### PASSAGE FOR REVIEW
The spread and perceived cause of antibiotics-resistant of human Campylobacter infection.

The spread of Campylobacter infections in humans are commonly associated with ingestion of undercooked poultry, unpasteurized milk, untreated water, and contact with livestock. The infection can also be found in the feces of some of pets such as dogs and cats etc., particularly, pets with diarrhea, and hence humans can become infected if they don’t properly wash their hands after handling these pets. The misuse of antibiotics on livestock plays pivotal role in the spread of campylobacter infection, for instance, when one animal becomes infected, prophylactic antibiotics might be given to the whole herd. This practice may be beneficial to the farmer in certain circumstances. However, such practice may lead to evolution of antibiotics-resistant strains of the bacteria.

### WORK TO BE COMPLETED
Reproduce the passage on antibiotic-resistant Campylobacter infection word for word, beginning at "The spread and" and ending after "of the bacteria.".

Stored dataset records
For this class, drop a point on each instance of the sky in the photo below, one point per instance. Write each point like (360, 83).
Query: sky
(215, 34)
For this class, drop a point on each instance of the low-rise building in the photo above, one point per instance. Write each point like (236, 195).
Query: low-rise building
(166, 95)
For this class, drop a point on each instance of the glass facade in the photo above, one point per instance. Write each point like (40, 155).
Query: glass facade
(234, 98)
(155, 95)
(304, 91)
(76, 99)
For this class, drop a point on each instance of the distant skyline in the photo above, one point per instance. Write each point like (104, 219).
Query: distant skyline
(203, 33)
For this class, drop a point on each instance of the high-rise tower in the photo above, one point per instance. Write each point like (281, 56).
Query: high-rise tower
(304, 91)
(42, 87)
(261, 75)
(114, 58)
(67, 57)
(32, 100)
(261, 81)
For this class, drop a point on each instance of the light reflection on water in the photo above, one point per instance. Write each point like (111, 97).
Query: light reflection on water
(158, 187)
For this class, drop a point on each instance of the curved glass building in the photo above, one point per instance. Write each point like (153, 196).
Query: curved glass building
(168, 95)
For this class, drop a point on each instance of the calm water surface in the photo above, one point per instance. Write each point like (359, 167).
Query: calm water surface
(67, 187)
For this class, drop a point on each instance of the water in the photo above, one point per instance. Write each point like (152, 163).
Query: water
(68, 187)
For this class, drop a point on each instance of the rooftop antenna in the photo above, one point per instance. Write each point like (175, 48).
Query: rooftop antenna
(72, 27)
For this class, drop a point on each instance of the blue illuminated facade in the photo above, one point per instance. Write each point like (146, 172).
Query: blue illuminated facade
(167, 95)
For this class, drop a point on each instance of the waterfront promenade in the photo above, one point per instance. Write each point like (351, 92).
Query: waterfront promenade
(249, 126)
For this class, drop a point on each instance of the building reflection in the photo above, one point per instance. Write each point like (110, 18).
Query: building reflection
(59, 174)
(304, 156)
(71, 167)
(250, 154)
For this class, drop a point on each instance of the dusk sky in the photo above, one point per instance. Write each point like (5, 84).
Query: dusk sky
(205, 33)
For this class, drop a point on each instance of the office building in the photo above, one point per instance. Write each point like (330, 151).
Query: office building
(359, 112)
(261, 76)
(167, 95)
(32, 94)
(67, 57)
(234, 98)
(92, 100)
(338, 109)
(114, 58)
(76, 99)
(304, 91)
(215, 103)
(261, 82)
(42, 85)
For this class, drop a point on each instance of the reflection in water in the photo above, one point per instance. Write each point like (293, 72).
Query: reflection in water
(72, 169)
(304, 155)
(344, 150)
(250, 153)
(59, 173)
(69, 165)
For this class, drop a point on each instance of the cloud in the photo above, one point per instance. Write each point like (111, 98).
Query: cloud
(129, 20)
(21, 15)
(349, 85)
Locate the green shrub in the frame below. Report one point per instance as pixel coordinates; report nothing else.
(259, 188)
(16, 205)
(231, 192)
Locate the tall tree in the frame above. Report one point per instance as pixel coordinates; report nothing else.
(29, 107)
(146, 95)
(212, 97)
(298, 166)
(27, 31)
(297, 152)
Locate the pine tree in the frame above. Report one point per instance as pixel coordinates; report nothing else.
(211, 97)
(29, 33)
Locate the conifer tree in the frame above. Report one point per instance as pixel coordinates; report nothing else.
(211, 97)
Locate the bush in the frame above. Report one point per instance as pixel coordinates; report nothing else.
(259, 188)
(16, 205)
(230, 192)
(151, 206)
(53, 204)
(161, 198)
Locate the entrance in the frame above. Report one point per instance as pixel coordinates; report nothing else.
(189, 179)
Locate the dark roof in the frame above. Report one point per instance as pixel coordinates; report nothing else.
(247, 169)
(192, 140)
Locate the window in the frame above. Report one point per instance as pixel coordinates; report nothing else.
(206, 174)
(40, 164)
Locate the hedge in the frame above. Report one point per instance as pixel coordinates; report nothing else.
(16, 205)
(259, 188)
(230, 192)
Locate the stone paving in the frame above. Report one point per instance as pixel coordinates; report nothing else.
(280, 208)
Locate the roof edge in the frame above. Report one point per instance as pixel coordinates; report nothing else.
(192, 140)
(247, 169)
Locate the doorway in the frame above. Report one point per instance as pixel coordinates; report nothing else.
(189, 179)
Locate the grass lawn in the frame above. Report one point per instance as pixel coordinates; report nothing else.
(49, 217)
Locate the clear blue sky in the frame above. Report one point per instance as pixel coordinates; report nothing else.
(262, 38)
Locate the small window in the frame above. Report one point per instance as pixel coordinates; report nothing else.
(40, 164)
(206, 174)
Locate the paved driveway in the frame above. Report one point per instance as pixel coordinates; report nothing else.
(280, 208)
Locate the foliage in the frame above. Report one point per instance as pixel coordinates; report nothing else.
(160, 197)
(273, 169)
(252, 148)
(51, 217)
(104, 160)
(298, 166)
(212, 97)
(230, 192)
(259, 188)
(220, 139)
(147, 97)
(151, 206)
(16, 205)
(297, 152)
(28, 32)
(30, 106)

### EXERCISE SOLUTION
The spread and perceived cause of antibiotics-resistant of human Campylobacter infection.

The spread of Campylobacter infections in humans are commonly associated with ingestion of undercooked poultry, unpasteurized milk, untreated water, and contact with livestock. The infection can also be found in the feces of some of pets such as dogs and cats etc., particularly, pets with diarrhea, and hence humans can become infected if they don’t properly wash their hands after handling these pets. The misuse of antibiotics on livestock plays pivotal role in the spread of campylobacter infection, for instance, when one animal becomes infected, prophylactic antibiotics might be given to the whole herd. This practice may be beneficial to the farmer in certain circumstances. However, such practice may lead to evolution of antibiotics-resistant strains of the bacteria.